» **ABOUT THIS TASK**
Once you find the line containing "Please locate the blue jeans", output it and every line after it to the end of the records, exactly.

(Beginning of EXTRACTED INFORMATION)

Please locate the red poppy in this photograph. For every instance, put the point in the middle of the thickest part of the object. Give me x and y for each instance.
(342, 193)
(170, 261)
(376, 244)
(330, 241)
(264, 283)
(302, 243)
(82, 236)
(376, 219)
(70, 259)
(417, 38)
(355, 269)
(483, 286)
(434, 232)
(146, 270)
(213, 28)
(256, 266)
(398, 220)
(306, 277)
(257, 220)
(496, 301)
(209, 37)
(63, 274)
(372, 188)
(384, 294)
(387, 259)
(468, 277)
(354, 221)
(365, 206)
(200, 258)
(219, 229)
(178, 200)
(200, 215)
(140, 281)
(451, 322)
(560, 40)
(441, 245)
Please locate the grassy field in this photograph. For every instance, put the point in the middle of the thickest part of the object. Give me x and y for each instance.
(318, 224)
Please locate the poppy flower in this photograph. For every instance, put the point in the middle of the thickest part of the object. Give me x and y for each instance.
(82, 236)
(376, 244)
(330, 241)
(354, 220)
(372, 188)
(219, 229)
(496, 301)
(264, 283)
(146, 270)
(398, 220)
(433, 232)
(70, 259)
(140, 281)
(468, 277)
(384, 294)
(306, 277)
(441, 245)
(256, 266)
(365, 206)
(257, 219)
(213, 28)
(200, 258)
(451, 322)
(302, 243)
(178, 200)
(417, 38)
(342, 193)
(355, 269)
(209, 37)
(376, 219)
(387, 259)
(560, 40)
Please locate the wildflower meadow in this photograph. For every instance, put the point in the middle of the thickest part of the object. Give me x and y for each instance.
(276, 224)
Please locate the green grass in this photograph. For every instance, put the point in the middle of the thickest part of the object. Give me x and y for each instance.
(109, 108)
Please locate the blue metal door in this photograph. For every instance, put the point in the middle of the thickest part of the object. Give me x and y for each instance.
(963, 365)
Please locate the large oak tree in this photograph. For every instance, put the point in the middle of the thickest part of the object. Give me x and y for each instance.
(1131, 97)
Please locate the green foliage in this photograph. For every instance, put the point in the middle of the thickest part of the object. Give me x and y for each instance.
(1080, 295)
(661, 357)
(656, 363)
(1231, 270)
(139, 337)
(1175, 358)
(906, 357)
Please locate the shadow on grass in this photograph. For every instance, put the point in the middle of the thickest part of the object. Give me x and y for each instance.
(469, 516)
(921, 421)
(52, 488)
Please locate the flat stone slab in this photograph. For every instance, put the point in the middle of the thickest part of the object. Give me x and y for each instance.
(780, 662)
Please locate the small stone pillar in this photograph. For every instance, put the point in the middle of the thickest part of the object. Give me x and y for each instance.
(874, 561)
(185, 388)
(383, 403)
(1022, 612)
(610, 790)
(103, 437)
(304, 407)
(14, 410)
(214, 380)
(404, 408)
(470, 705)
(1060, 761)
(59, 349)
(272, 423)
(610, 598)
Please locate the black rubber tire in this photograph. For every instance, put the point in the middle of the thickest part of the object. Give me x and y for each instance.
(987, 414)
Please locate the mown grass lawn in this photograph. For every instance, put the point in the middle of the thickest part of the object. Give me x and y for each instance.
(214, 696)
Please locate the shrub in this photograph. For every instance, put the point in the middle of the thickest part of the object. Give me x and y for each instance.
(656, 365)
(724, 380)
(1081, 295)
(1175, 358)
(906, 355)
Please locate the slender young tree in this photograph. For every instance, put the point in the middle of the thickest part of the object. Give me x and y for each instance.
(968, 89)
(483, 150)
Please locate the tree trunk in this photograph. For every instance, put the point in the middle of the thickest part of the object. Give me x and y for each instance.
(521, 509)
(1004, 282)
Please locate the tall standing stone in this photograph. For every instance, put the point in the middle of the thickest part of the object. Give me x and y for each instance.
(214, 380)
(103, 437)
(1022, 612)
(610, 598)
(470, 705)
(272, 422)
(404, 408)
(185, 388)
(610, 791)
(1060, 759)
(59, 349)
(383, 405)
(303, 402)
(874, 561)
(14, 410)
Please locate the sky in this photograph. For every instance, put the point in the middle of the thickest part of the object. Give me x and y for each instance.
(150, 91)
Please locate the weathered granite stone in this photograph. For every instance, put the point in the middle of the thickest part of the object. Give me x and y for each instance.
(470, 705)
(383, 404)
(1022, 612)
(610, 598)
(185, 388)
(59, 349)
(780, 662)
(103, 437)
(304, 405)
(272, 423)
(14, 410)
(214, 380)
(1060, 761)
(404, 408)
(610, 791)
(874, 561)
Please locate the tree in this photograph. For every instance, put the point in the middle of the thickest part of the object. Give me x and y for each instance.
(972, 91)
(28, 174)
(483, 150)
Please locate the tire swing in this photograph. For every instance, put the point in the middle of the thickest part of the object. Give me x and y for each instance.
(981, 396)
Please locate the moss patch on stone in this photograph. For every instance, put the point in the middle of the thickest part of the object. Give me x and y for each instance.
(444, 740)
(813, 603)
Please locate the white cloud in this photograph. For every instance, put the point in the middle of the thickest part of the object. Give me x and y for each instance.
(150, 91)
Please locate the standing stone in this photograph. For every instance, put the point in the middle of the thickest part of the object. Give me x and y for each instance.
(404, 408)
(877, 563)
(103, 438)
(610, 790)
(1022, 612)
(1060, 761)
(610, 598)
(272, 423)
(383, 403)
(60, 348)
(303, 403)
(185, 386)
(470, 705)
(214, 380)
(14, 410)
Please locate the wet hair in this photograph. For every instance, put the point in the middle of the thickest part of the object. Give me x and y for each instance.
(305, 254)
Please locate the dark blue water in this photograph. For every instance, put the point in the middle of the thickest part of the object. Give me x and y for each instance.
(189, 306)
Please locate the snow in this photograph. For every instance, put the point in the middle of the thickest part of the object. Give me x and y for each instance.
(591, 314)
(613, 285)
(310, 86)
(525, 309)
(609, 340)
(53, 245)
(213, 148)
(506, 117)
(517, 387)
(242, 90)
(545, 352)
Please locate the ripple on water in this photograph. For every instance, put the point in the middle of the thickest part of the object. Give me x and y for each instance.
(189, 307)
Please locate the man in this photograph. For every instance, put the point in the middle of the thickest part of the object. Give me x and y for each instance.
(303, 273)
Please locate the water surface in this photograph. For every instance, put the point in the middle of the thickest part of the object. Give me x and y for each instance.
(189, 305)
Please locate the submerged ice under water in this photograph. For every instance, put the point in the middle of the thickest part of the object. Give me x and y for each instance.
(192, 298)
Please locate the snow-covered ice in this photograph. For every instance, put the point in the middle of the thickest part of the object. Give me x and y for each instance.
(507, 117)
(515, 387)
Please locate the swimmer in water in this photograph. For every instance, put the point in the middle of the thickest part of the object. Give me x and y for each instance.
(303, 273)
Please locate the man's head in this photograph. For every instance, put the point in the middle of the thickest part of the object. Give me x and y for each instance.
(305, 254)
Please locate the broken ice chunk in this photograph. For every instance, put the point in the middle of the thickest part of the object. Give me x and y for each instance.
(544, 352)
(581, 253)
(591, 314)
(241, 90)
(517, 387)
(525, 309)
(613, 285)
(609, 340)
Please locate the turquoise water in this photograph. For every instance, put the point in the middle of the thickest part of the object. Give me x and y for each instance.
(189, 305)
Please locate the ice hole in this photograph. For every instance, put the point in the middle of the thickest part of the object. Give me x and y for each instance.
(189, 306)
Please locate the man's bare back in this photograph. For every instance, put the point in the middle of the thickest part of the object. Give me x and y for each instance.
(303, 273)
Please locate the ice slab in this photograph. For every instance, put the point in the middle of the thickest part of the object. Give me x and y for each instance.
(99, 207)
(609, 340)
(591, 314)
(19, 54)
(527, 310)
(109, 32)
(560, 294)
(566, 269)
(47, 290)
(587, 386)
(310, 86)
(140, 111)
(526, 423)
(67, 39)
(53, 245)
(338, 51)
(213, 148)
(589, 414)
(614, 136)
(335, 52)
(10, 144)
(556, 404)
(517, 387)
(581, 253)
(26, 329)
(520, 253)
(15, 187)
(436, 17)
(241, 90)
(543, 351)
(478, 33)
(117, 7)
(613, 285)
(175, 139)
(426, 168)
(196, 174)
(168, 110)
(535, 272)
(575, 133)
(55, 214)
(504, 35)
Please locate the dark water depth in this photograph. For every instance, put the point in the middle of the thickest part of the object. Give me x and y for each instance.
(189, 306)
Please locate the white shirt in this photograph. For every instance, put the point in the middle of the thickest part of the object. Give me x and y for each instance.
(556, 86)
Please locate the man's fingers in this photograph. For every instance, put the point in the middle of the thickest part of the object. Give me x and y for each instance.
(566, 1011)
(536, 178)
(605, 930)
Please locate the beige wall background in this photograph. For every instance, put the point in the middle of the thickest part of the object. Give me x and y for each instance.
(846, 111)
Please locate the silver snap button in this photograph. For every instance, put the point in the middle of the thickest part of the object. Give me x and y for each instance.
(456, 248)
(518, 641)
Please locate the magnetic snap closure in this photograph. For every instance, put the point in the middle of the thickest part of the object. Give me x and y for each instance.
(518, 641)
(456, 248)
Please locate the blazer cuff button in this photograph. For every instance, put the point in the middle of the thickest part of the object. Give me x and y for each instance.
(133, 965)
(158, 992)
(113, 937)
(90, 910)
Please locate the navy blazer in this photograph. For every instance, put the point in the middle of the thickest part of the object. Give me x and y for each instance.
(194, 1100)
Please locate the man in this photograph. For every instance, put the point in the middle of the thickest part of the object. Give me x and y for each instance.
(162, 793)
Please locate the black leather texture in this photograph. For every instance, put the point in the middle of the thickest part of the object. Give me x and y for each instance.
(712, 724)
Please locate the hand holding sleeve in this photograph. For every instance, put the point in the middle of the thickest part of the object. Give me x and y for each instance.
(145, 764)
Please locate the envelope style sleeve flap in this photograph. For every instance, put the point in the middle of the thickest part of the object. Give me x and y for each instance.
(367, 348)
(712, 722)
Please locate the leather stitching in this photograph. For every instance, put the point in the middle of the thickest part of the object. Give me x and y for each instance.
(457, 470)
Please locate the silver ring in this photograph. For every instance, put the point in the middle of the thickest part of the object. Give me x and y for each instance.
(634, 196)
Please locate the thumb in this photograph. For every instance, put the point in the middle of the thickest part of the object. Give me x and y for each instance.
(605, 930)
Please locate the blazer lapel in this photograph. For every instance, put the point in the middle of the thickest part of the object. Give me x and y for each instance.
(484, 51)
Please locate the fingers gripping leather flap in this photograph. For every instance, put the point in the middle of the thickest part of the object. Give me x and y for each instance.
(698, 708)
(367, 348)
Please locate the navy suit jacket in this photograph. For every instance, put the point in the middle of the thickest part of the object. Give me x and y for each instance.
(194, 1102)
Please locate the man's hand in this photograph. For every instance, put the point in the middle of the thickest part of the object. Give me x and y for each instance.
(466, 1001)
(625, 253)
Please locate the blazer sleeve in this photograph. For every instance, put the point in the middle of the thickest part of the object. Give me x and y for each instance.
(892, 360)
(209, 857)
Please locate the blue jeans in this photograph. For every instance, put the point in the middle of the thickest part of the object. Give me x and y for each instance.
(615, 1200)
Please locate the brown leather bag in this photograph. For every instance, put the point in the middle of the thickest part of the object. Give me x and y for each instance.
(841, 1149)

(End of EXTRACTED INFORMATION)

» **WRITTEN ANSWER**
Please locate the blue jeans in this photograph. For every instance, put the point in the middle of the thickest part of the object. Give me x and y for each instance.
(615, 1200)
Please locate the brown leather bag in this photograph. For every instance, put the point in the middle of the thickest part of the object. Give me x and y for each instance.
(841, 1149)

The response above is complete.